(Free-text object descriptions)
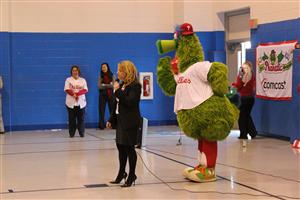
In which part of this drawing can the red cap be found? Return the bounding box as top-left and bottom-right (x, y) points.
(180, 23), (194, 35)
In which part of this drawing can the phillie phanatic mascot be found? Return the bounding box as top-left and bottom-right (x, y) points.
(156, 23), (239, 182)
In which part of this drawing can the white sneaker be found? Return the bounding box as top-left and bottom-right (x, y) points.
(242, 140), (247, 148)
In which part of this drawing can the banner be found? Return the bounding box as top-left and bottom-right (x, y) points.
(256, 40), (297, 100)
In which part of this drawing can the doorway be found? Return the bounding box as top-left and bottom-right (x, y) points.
(225, 7), (251, 84)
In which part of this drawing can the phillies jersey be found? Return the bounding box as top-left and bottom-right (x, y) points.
(64, 76), (88, 109)
(174, 61), (213, 113)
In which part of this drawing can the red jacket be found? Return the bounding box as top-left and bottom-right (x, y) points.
(232, 75), (255, 97)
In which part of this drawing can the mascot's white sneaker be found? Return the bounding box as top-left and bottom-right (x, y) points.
(183, 167), (195, 178)
(183, 164), (204, 178)
(185, 165), (216, 182)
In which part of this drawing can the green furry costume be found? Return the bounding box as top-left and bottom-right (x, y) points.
(156, 23), (238, 182)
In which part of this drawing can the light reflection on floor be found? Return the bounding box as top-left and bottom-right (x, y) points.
(0, 126), (299, 199)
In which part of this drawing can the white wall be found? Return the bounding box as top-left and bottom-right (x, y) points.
(179, 1), (214, 31)
(0, 0), (10, 31)
(173, 0), (184, 26)
(213, 1), (300, 31)
(173, 1), (299, 32)
(6, 0), (174, 32)
(1, 0), (299, 33)
(172, 1), (215, 32)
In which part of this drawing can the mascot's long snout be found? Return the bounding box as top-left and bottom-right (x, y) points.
(156, 40), (176, 55)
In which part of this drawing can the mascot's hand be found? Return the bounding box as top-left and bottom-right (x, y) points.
(158, 56), (171, 67)
(157, 56), (177, 96)
(171, 57), (179, 75)
(207, 62), (229, 96)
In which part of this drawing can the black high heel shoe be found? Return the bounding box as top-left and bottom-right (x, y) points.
(121, 175), (137, 187)
(109, 172), (127, 184)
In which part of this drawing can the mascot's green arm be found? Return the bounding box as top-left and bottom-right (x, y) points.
(156, 56), (177, 96)
(207, 62), (229, 96)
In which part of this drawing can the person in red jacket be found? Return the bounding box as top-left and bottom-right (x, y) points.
(232, 61), (257, 144)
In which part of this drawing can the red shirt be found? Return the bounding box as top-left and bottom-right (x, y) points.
(103, 72), (113, 97)
(232, 75), (255, 97)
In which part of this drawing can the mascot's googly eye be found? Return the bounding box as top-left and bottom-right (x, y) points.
(174, 25), (182, 39)
(174, 32), (178, 40)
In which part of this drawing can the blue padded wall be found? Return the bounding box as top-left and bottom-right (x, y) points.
(0, 32), (11, 129)
(247, 18), (300, 142)
(1, 31), (225, 130)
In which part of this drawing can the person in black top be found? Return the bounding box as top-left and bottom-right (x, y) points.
(98, 63), (115, 129)
(106, 60), (141, 187)
(232, 61), (257, 147)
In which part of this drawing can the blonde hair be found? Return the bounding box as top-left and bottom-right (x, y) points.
(118, 60), (138, 85)
(241, 60), (253, 86)
(243, 60), (252, 69)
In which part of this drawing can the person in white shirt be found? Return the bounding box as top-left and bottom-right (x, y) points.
(0, 75), (4, 134)
(64, 66), (88, 137)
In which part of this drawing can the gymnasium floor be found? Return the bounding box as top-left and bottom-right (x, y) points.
(0, 126), (299, 200)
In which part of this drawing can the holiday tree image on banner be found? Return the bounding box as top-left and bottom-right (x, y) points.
(256, 40), (298, 100)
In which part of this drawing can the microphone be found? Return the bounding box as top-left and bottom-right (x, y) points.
(114, 79), (124, 92)
(116, 79), (124, 85)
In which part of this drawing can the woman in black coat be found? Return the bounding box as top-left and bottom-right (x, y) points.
(106, 60), (141, 187)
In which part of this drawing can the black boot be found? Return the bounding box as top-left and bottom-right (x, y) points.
(121, 175), (137, 187)
(110, 172), (127, 184)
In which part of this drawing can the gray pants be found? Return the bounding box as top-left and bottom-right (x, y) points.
(0, 94), (4, 133)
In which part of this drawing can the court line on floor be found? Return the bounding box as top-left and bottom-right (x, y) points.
(1, 135), (297, 188)
(0, 132), (186, 146)
(1, 142), (297, 186)
(1, 135), (296, 198)
(0, 147), (116, 156)
(0, 139), (103, 146)
(141, 148), (287, 200)
(85, 132), (115, 141)
(0, 135), (181, 146)
(0, 180), (194, 195)
(145, 146), (300, 183)
(1, 143), (294, 199)
(0, 143), (172, 156)
(1, 139), (295, 185)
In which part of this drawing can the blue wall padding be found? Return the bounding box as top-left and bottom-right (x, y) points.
(248, 18), (300, 142)
(0, 31), (225, 130)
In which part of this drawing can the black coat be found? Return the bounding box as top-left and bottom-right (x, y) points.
(109, 82), (141, 145)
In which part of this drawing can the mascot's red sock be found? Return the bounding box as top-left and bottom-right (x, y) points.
(183, 139), (217, 182)
(198, 139), (217, 168)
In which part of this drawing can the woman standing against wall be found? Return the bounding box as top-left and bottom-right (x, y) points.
(98, 63), (115, 130)
(232, 61), (257, 146)
(106, 60), (141, 187)
(64, 65), (88, 138)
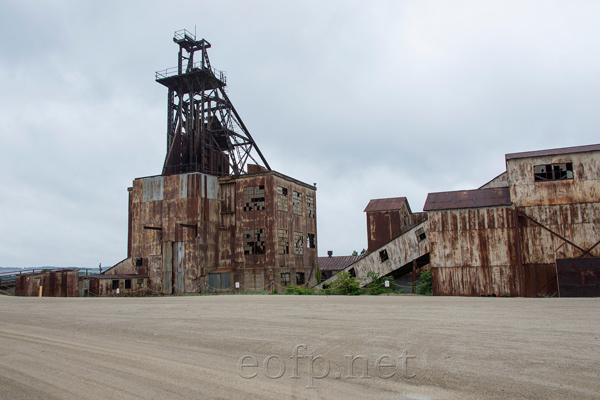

Exercise: The entries are to be reproduced exactly, excluding any pictures they contain.

Output for this exercise:
In which part of this drawing can the red cap be found? Return the bounding box as top-left and bottom-right (x, y) points.
(180, 23), (194, 35)
In which part of this drawing can the phillie phanatic mascot be found? Return the bounding box as top-left and bottom-right (x, y) points.
(156, 23), (239, 182)
In which part of this drawing can the white sneaker be found? Return the bounding box as top-left and bottom-right (x, y) points.
(242, 140), (247, 148)
In which part of this drawing can the banner be found? Return the bounding box as top-left and bottom-right (x, y) points.
(256, 40), (297, 100)
In which part of this drawing can the doorway be found? Return the bounding box as top-left and bottom-right (x, y) points.
(225, 7), (251, 84)
In which part of this drawing can the phillies jersey be found? Return the bounding box as top-left and bottom-right (x, y) points.
(64, 76), (88, 109)
(174, 61), (213, 113)
In which part of this drawing can the red jacket be found? Return the bounding box as top-left and bottom-right (x, y) points.
(232, 75), (255, 97)
In which part of this drawing can the mascot's white sneaker be found? Return the bounding box as top-left and bottom-right (x, y) points.
(183, 167), (195, 178)
(183, 164), (204, 178)
(185, 165), (216, 182)
In which part of this drawing can the green furry costume be found? Return the bounding box as top-left and bottom-right (x, y) points.
(156, 23), (238, 182)
In which part of this drawing can the light reflection on floor be found? Return the bounding box as top-left and bottom-right (x, y) points.
(0, 126), (299, 199)
In which part of this drawing can the white wall be found? Return the bounding box as top-left and bottom-right (x, y) points.
(179, 1), (214, 31)
(0, 0), (10, 31)
(173, 0), (184, 26)
(213, 1), (300, 31)
(173, 1), (299, 32)
(6, 0), (174, 32)
(1, 0), (299, 33)
(172, 1), (215, 32)
In which part of this drawing can the mascot's long snout be found? Return the bounding box as top-left and bottom-right (x, y) points.
(156, 40), (176, 55)
In which part of this drawing can the mascot's hand be found? Return the bounding box as top-left and bottom-right (x, y) points.
(158, 56), (171, 67)
(157, 56), (177, 96)
(171, 57), (179, 75)
(207, 62), (229, 96)
In which part of this drawing can the black high heel shoe be found? Return the bounding box as top-left and bottom-right (x, y) points.
(121, 175), (137, 187)
(109, 172), (127, 184)
In which part of this drawing can the mascot's green arm be found? Return the bounding box as top-left and bottom-right (x, y) points.
(156, 56), (177, 96)
(207, 62), (229, 96)
In which part of this drawing can the person in red jacket be found? Return the bounding box as top-left and bottom-right (x, y) points.
(232, 61), (257, 144)
In which part of this drawing can the red shirt be found? Return the bounding box as top-left and bottom-right (x, y) points.
(103, 72), (113, 97)
(232, 75), (255, 97)
In which part of this drawing can the mascot's googly eye be found? Return the bounding box as top-left and bottom-right (x, y) points.
(174, 25), (182, 39)
(174, 32), (178, 40)
In which part of this drawing can the blue padded wall be found? Return the bounding box as top-left and bottom-right (x, y) points.
(0, 32), (11, 129)
(247, 18), (300, 142)
(1, 31), (225, 130)
In which part of this drawing can the person in black top be found? Return the bounding box as top-left and bottom-right (x, y) points.
(98, 63), (115, 129)
(106, 60), (141, 187)
(232, 61), (257, 147)
In which part of this drawing can the blonde hair be found? Return the bounding box as top-left and bottom-right (x, y) points.
(118, 60), (138, 85)
(241, 60), (253, 86)
(243, 60), (252, 69)
In which part of this drawing can the person in white shirt be found? Return the bounding box as top-left and bottom-right (x, y) points.
(0, 75), (4, 134)
(64, 66), (88, 137)
In which part of this drawing can the gymnasium floor be found? Return the bounding box as top-left and bottom-right (x, y) points.
(0, 126), (299, 200)
In which part of this drawing can the holiday tree image on banner be found? Return the bounding box as top-left and bottom-right (x, y) points.
(256, 40), (298, 100)
In which part of this drawing can the microphone be found? Return the bounding box as top-left and bottom-right (x, y) points.
(114, 79), (124, 92)
(116, 79), (124, 85)
In which part of this drawing can the woman in black coat be found? Return the bounding box as top-left and bottom-right (x, y) points.
(106, 60), (141, 187)
In which part of this drawing can the black boot be found? Return the bounding box as top-left and bottom-right (x, y) points.
(121, 175), (137, 187)
(110, 172), (127, 184)
In which part of this drawing can the gray pants be found? Return the bounding box as top-left and bottom-right (x, y) points.
(0, 94), (4, 133)
In which part of this drawing can the court line on floor be found? Return the bounding box as top-left and bottom-right (x, y) points.
(1, 135), (297, 188)
(0, 132), (186, 146)
(1, 142), (297, 186)
(1, 135), (296, 198)
(0, 147), (116, 156)
(0, 139), (103, 146)
(141, 148), (287, 200)
(85, 132), (115, 141)
(0, 135), (181, 146)
(0, 180), (194, 195)
(145, 146), (300, 183)
(1, 143), (294, 199)
(0, 143), (172, 156)
(1, 139), (295, 185)
In which part of this drawing can the blue wall padding be found? Return the bounding box as top-left and bottom-right (x, y) points.
(248, 18), (300, 142)
(0, 31), (225, 130)
In which part of this drawing can the black coat be found? Return the bounding box as top-left and bottom-right (x, y) points.
(109, 82), (141, 145)
In which part of this drawing can the mascot's red sock be found? Return the bounding box as top-left and bottom-right (x, y) points.
(183, 139), (217, 182)
(198, 139), (217, 168)
In which part of this drawing can the woman standing against wall be found? Return the bounding box as top-left and bottom-right (x, y) points.
(98, 63), (115, 130)
(232, 61), (257, 146)
(106, 60), (141, 187)
(64, 65), (88, 138)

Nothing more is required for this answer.